*TASK TO COMPLETE*
Leaving out the images, transcribe every record below exactly.

(MATERIALS PROVIDED)

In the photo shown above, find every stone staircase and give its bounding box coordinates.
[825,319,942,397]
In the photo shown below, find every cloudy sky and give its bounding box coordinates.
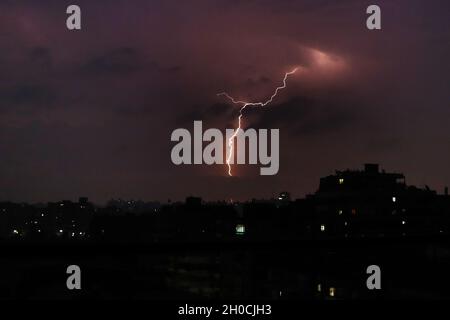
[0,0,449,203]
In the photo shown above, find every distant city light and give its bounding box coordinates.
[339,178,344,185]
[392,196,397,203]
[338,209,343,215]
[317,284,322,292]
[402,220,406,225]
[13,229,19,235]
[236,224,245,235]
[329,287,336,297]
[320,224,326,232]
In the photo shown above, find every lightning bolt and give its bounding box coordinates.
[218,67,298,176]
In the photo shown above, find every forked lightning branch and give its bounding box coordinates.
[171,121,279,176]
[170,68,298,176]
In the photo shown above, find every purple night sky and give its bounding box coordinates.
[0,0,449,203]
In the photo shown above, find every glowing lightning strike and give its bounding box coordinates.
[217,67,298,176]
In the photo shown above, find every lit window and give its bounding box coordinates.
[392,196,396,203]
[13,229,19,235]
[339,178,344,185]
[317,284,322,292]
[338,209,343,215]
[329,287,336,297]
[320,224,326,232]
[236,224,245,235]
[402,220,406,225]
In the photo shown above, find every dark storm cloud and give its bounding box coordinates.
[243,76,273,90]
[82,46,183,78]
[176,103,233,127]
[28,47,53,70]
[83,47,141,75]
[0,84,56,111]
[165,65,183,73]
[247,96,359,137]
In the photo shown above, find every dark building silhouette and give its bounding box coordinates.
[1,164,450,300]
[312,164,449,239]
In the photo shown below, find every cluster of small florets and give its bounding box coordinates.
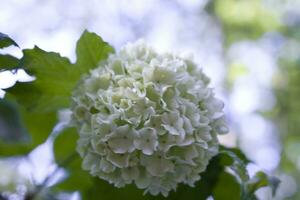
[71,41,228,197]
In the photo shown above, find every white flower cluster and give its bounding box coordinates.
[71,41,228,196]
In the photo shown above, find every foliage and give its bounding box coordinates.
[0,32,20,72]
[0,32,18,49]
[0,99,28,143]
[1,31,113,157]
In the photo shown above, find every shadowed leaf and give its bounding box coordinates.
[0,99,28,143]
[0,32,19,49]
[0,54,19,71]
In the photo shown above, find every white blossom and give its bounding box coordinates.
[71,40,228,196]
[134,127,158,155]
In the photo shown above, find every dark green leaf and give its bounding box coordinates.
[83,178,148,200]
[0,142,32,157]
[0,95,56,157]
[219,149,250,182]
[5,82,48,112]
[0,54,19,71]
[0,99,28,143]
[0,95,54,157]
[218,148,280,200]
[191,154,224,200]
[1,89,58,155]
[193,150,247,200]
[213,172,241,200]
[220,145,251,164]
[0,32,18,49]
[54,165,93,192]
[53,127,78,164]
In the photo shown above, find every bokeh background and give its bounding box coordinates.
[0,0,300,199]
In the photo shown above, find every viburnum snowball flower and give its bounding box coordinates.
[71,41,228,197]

(End MATERIALS PROVIDED)

*SOLUTION TO THE PROBLEM*
In the photo shown above, find every stone staircase and give its bounding box coordinates.
[825,319,942,397]
In the photo shown below, find every cloudy sky and give its bounding box coordinates.
[0,0,449,203]
In the photo shown above, find every distant city light and give its bounding box coordinates.
[339,178,344,185]
[392,196,397,203]
[338,209,343,215]
[317,284,322,292]
[402,220,406,225]
[13,229,19,235]
[236,224,245,235]
[329,287,336,297]
[320,224,326,232]
In the photo shown above, find every lightning bolt and give its bounding box coordinates.
[218,67,298,176]
In the photo shown above, find every forked lightning branch and give its bounding box coordinates.
[171,121,279,176]
[170,68,298,176]
In the photo shown above, find every purple night sky and give its bounding box coordinates.
[0,0,449,203]
In the photo shown above, find every glowing lightning strike and give its bounding box coordinates.
[217,67,298,176]
In the photo shown above, find every lit window and give its bounding box coordinates.
[392,196,396,203]
[13,229,19,235]
[339,178,344,185]
[317,284,322,292]
[338,209,343,215]
[329,287,336,297]
[320,224,326,232]
[236,224,245,235]
[402,220,406,225]
In the photo shown above, find every dark storm cloud and give its bounding box coordinates.
[243,76,273,90]
[82,46,183,78]
[176,103,233,127]
[28,47,53,70]
[83,47,141,75]
[0,84,56,111]
[165,65,183,73]
[247,96,359,137]
In the photo shown above, find every dark building silhouette and give its bounding box coordinates.
[1,164,450,300]
[312,164,449,239]
In the photo shown below, find every cluster of small florets and give its bounding box coordinates.
[71,41,228,197]
In the photo shown above, find every white flower cluster and give its bounding box coordinates.
[71,41,228,196]
In the photo shown above, find every foliage and give its bounding box coordinates.
[0,32,20,72]
[0,32,18,49]
[0,99,28,143]
[1,31,113,157]
In the photo shown above, find every shadowed leaf and give its bounding box coordinates.
[0,99,28,143]
[0,32,19,49]
[0,54,19,71]
In the photo shown above, find every white blossom and give its bounding box coordinates.
[71,40,228,196]
[134,127,158,155]
In the photo shown above, find every dark green leaf and give its bounding box coordinates.
[83,178,148,200]
[0,142,32,157]
[0,95,56,157]
[219,149,250,182]
[5,82,48,112]
[0,54,19,71]
[0,99,28,143]
[0,95,54,157]
[218,148,280,200]
[191,154,224,200]
[1,89,58,155]
[193,150,247,200]
[213,172,241,200]
[220,145,251,164]
[0,32,18,49]
[54,165,93,192]
[53,127,78,164]
In the photo shown above, find every bokeh background and give its bounding box coordinates.
[0,0,300,199]
In the photo shown above, find every viburnum snowball flower and give its bounding box coordinates.
[71,41,228,197]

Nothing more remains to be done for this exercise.